## [Exercise goal]
Lay out every line of the entries below as a numbered list, skipping blank lines. Leave the pictures out.

-------- Supplied information --------

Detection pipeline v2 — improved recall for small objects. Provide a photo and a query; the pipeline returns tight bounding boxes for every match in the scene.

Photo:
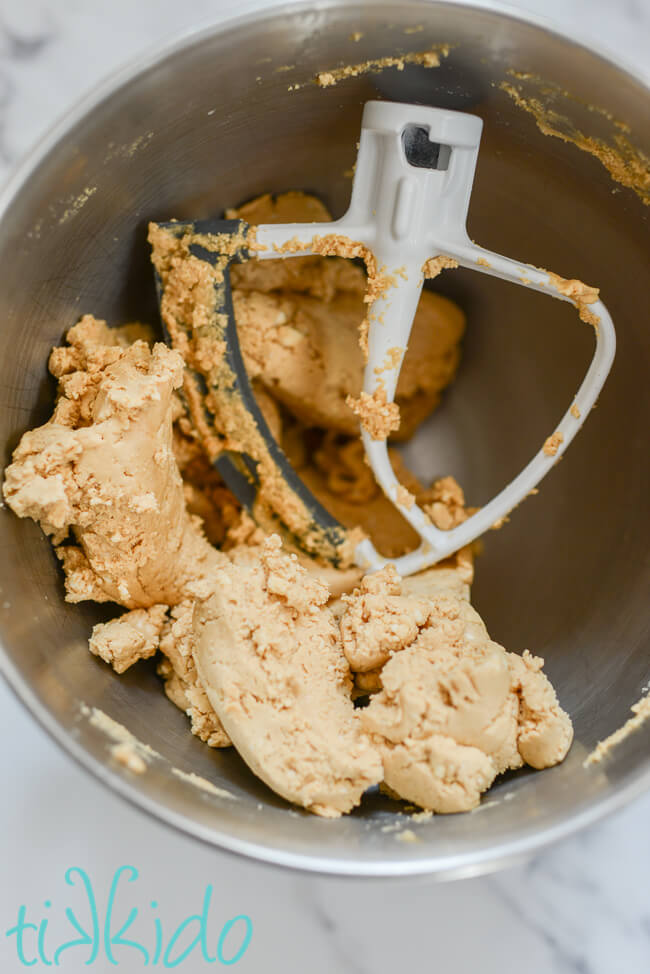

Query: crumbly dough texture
[3,193,571,816]
[194,536,382,816]
[3,315,223,609]
[229,193,465,440]
[340,568,572,812]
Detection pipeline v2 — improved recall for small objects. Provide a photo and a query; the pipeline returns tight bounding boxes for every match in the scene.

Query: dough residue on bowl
[3,193,572,816]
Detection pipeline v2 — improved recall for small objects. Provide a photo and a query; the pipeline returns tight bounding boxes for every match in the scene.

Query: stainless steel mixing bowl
[0,0,650,876]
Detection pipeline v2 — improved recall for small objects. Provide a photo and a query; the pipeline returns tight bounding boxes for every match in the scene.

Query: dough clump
[195,536,382,816]
[340,567,572,812]
[3,193,572,817]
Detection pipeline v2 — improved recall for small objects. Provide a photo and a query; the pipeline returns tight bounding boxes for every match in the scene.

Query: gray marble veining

--------

## [Written solution]
1. Detection pipeline v2 — improved recall for small objects. Provide a photo and a query; the pipeline returns tight bounding boxes for every match in the scene.
2. Photo:
3. Query: crumbly dough texture
4. [3,193,571,816]
5. [194,536,382,816]
6. [3,315,223,609]
7. [229,193,465,440]
8. [340,568,572,812]
9. Detection pipeline v2 — improved recall for small objects. Provide a photo and a query; the pipeline returns tight bounding boxes for every match in the scene.
10. Query: dough residue on bowl
11. [3,193,572,816]
12. Detection pipeline v2 — improved recall for small objects. Provide a photo and a query; the pipeline returns tight bounding boxes for every match in the scene.
13. Query: stainless steel mixing bowl
14. [0,0,650,876]
15. Detection pipeline v2 — improved recall for small objects. Provide a photo and a query; the pipeline returns tight bounding boxes for every match in the scene.
16. Query: dough clump
17. [195,536,382,816]
18. [340,567,572,812]
19. [3,193,572,817]
20. Detection pipeline v2 — improved recall for small objects. Provide a photo and a query; the pipeline returns tight bounding boxes for every match in the scene.
21. Query: gray marble veining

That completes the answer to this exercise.